DIRECTIONS:
A. In the comment thread, which keyboard layout does one writer say they use?
B. Reproduce the stretch of the comment thread from "131: No, it's" through "about a new day.".
━━━━━ TEXT SHOWN
Code-switching is a useful concept.
I think I can answer my own 15 now. B's argument in 8 doesn't apply to bigger linguistic differences, since the linguistic differences among different American dialects are almost entirely the result of culturally significant evolution, whereas the differences between broader language groups are much less so.
125: Well, grammar and signification are certainly an inseparable part of the aesthetics of language, fair enough. Phonemes are "insignificant"? What reason could you offer someone who does find phonemes aesthetically significant (as most speakers of languages do) to change their mind?
128: What are you, on crack? The differences between Mandarin Chinese and American English are culturally insignificant?
128 So the larger the difference, the less significant the cultural implications? Aha.
127: Can you (or Teo, or someone) explain code-switching? It's a term I vaguely remember, and was tempted to use once or twice in this thread, but I'm not sure I remember what it means with any kind of accuracy.
By analogy: people wearing glasses that turn everything upside down get used to it and eventually learn to function just as if they weren't wearing the glasses. People learn to type fluently on different keyboard layouts, and see no fundamental difference between them. (I use Dvorak.)
It's probably not something I can easily convince you of--it requires communicating an intuition.
So was MLK called articulate at the time? Or only after his death, in retrospect?
131: No, it's "the more temporally removed the origination of the difference, the less likely that it has continued cultural relevance".
125 is just a bizarre thought: the aesthetics of language reside not in their phonemes - that would be sounds - but in their symbol-mapping.
Personally, I'm not a big fan of the sound of French, but I wouldn't try to convince its many partisans that the reason they find it pleasing is its symbol-mapping, not its, you know, sound.
The reason you can't do decent translations of most pre-modern poetry is that their entire aesthetic is bound up in how the sounds express the meaning. It's not important to communicate the idea that Dawn is rosy-fingered - it's important to mouth the sounds rhododaktulos Eos at the opening of a line about a new day.
Sheesh.
It sounds "black" or "preachery", but "mainstream", B.
And no, it wouldn't work in an essay in English class. On the other hand, what makes for a good English essay doesn't make for a good philosophy essay and vice versa; but that's doesn't banish either discipline outside the mainstream of professional discourse.
━━━━━━━━━━
━━━━━ DATA SHOWN
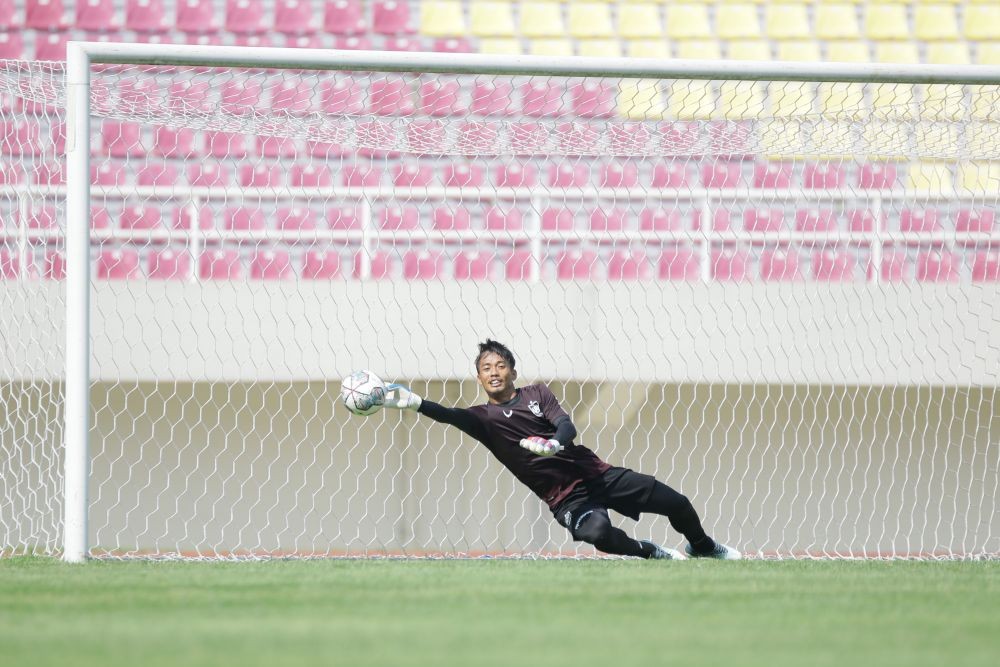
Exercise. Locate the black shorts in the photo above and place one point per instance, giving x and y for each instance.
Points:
━━━━━━━━━━
RESULTS IN ORDER:
A. Dvorak.

B.
131: No, it's "the more temporally removed the origination of the difference, the less likely that it has continued cultural relevance".
125 is just a bizarre thought: the aesthetics of language reside not in their phonemes - that would be sounds - but in their symbol-mapping.
Personally, I'm not a big fan of the sound of French, but I wouldn't try to convince its many partisans that the reason they find it pleasing is its symbol-mapping, not its, you know, sound.
The reason you can't do decent translations of most pre-modern poetry is that their entire aesthetic is bound up in how the sounds express the meaning. It's not important to communicate the idea that Dawn is rosy-fingered - it's important to mouth the sounds rhododaktulos Eos at the opening of a line about a new day.